WHAT YOU NEED TO DO: Leave out the pictures, then reproduce the rest of the material exactly.

PROVIDED RECORDS:
....
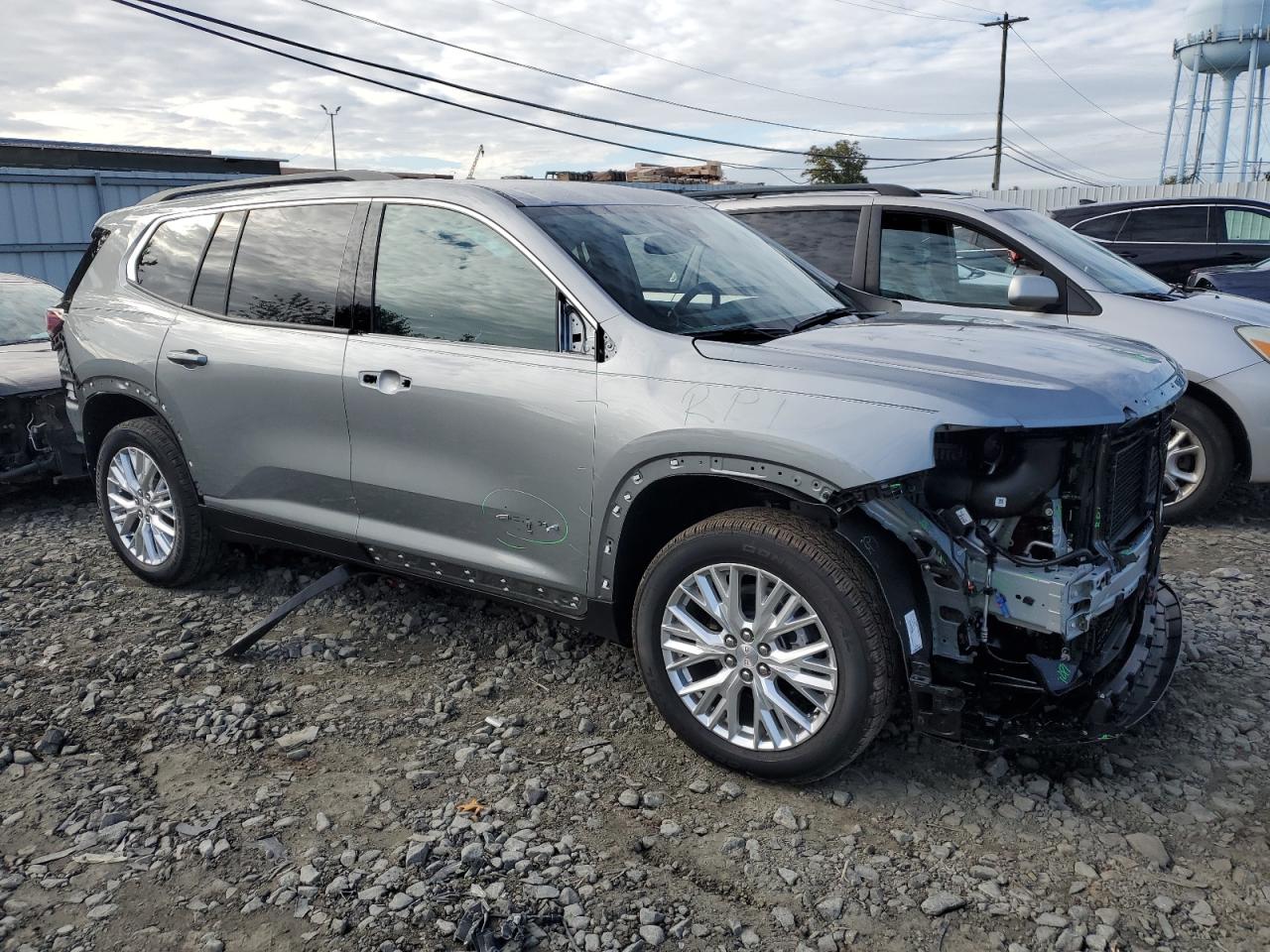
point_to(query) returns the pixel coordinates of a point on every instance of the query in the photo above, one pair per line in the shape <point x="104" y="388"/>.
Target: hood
<point x="1232" y="307"/>
<point x="974" y="371"/>
<point x="28" y="368"/>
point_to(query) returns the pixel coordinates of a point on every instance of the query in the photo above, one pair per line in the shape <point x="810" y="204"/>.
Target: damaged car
<point x="36" y="439"/>
<point x="799" y="509"/>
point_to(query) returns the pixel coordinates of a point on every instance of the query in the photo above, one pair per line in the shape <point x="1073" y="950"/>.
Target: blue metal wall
<point x="48" y="214"/>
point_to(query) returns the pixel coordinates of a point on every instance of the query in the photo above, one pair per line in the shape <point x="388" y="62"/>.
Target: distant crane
<point x="480" y="154"/>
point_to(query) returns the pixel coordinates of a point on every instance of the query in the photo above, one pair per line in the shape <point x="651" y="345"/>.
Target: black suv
<point x="1173" y="236"/>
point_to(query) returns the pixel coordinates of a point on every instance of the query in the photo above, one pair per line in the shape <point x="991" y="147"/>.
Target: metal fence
<point x="1044" y="199"/>
<point x="48" y="214"/>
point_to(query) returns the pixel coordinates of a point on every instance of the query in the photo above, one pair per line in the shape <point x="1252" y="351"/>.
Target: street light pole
<point x="1005" y="23"/>
<point x="331" y="116"/>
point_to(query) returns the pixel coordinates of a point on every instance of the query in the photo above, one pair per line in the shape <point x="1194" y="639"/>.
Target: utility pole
<point x="1005" y="23"/>
<point x="331" y="116"/>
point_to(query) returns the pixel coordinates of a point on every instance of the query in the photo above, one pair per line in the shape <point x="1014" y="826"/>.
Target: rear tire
<point x="1206" y="448"/>
<point x="150" y="507"/>
<point x="746" y="655"/>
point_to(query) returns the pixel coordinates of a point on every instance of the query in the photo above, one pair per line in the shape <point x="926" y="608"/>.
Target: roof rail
<point x="740" y="191"/>
<point x="309" y="178"/>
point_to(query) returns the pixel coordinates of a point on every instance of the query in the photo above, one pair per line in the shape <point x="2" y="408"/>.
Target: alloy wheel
<point x="141" y="507"/>
<point x="748" y="656"/>
<point x="1185" y="463"/>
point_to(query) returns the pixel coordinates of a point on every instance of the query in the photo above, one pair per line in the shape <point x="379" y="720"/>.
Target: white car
<point x="964" y="255"/>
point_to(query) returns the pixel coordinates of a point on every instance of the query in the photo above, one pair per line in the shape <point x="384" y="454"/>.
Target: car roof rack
<point x="753" y="190"/>
<point x="308" y="178"/>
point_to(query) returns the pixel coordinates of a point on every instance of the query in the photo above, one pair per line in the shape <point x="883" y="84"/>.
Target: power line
<point x="903" y="12"/>
<point x="413" y="91"/>
<point x="722" y="75"/>
<point x="508" y="61"/>
<point x="1105" y="112"/>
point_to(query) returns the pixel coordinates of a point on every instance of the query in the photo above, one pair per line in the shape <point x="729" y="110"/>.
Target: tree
<point x="839" y="164"/>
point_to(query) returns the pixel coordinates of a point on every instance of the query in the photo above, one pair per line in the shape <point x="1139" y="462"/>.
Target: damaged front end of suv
<point x="1039" y="615"/>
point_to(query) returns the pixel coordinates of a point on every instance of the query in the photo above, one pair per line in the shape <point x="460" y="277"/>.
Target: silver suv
<point x="798" y="511"/>
<point x="980" y="258"/>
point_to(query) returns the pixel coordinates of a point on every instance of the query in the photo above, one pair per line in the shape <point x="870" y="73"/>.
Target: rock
<point x="942" y="902"/>
<point x="1150" y="847"/>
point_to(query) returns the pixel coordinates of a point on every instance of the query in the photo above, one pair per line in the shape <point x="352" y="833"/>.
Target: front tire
<point x="150" y="507"/>
<point x="1199" y="461"/>
<point x="763" y="644"/>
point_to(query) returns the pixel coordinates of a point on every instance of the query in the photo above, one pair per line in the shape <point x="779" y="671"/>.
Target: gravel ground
<point x="400" y="767"/>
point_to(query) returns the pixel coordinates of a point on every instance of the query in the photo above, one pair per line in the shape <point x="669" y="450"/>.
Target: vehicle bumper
<point x="1119" y="697"/>
<point x="1247" y="394"/>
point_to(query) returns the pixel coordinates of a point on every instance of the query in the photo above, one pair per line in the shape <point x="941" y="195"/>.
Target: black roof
<point x="1080" y="212"/>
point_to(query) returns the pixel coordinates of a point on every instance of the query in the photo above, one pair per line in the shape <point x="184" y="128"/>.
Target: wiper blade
<point x="817" y="318"/>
....
REPLY:
point_to(query) returns the pixel coordinates of a point on every instance of the query in the photo above, one pair per line in the shape <point x="104" y="388"/>.
Target: hood
<point x="1232" y="307"/>
<point x="974" y="371"/>
<point x="28" y="368"/>
point_to(query) returns the pixel coordinates of a point on every instance of the query in the photo above, one pair per line in the shape <point x="810" y="204"/>.
Target: damaged car
<point x="36" y="439"/>
<point x="799" y="509"/>
point_to(query) returns the pixel coordinates of a point on every instance of the query in the photo above, one pair per line in the shape <point x="1073" y="950"/>.
Target: blue metal wall
<point x="48" y="214"/>
point_to(query) returns the pixel coordinates of a point on every instance of the query in the photo above, one pair per line in the shape <point x="388" y="62"/>.
Target: distant crane
<point x="480" y="154"/>
point_to(query) returns the pixel coordinates of a point on every instance of the query in the photo above, one pair per line in the shape <point x="651" y="345"/>.
Target: black suv
<point x="1173" y="236"/>
point_to(query) returns the pixel coordinates of a point on every instance of the query in the photo above, one pair per line in the shape <point x="991" y="147"/>.
Target: metal fence
<point x="1044" y="199"/>
<point x="48" y="214"/>
point_to(query) returns the pixel coordinates of a point on every instance of the query in the photo above, one pair per line in the shape <point x="1252" y="351"/>.
Target: street light pole
<point x="1005" y="23"/>
<point x="331" y="116"/>
point_to(query) returns the pixel coordinates of a point on every instance of the query in the photo above, one pair per line in the shape <point x="1194" y="639"/>.
Target: utility pole
<point x="1005" y="23"/>
<point x="331" y="116"/>
point_to(query) returns the pixel coordinates of a point on every instance of the query in the photo above, one pair per line in the shape <point x="1014" y="826"/>.
Target: rear tire
<point x="1206" y="448"/>
<point x="150" y="507"/>
<point x="746" y="655"/>
point_to(query) returns the pixel coordinates of a point on every instance of the query in the photo above, one pair per line in the shape <point x="926" y="608"/>.
Target: roof rail
<point x="740" y="191"/>
<point x="309" y="178"/>
point_to(query) returns the pixel coordinates of a point on every instance of the query in the photo above, one pair per line in the shape <point x="2" y="408"/>.
Target: alloy wheel
<point x="141" y="507"/>
<point x="748" y="656"/>
<point x="1185" y="463"/>
point_to(query) returns the pixel coordinates of a point on every instance of the query in the photo above, one pair per line in the shape <point x="379" y="720"/>.
Target: white car
<point x="964" y="255"/>
point_to(query) returns the pixel coordinates of a point on every instance of the query in the photo above, one pair per line in the shape <point x="384" y="454"/>.
Target: car roof rack
<point x="753" y="190"/>
<point x="308" y="178"/>
point_to(query) returns the pixel coordinates of a point on every instance of the query in the photo above, one pair per line in the shape <point x="883" y="84"/>.
Target: power line
<point x="903" y="12"/>
<point x="413" y="91"/>
<point x="722" y="75"/>
<point x="508" y="61"/>
<point x="1105" y="112"/>
point_to(query) returns the pixel coordinates of a point on every instance of the query in the photo above, one pair per line in the shape <point x="729" y="110"/>.
Target: tree
<point x="839" y="164"/>
point_to(query) returns the pixel coordinates of a point on every instance of the query in the photo above, one pair per line in the shape <point x="1139" y="462"/>.
Target: damaged front end of suv
<point x="1039" y="615"/>
point_to(query) returns the pixel coordinates of a point on every instance of the query in the photo above, one pair per line in the shape <point x="460" y="277"/>.
Target: silver suv
<point x="798" y="511"/>
<point x="980" y="258"/>
point_to(query) returns the pixel coordinates of a point on every instance of the query in the photo above, one pair per line in the shape <point x="870" y="73"/>.
Target: rock
<point x="942" y="902"/>
<point x="1150" y="847"/>
point_to(query) returns the pixel coordinates of a point on every instance of the query in the photo above, one pair per line in the shape <point x="352" y="833"/>.
Target: front tire
<point x="150" y="507"/>
<point x="1199" y="461"/>
<point x="763" y="644"/>
point_to(query) returns the pixel coordinates of a point on every instance of the query in the photo above, one pair per line in the shape <point x="779" y="671"/>.
Target: gravel ground
<point x="400" y="767"/>
point_to(query) returns the pixel coordinates of a point on every instance of the query in the photo above, one pair per line in the shape <point x="669" y="450"/>.
Target: vehicle bumper
<point x="1119" y="697"/>
<point x="1247" y="394"/>
point_to(query) returns the pixel coordinates of a point on every instance of the query in the photo above, one pair per line in the shape <point x="941" y="195"/>.
Target: black roof
<point x="1080" y="212"/>
point_to(query) returns the pixel coordinates of a point on every instance of the query in the photo above, one pair per line in the shape <point x="184" y="128"/>.
Target: wiper blade
<point x="817" y="318"/>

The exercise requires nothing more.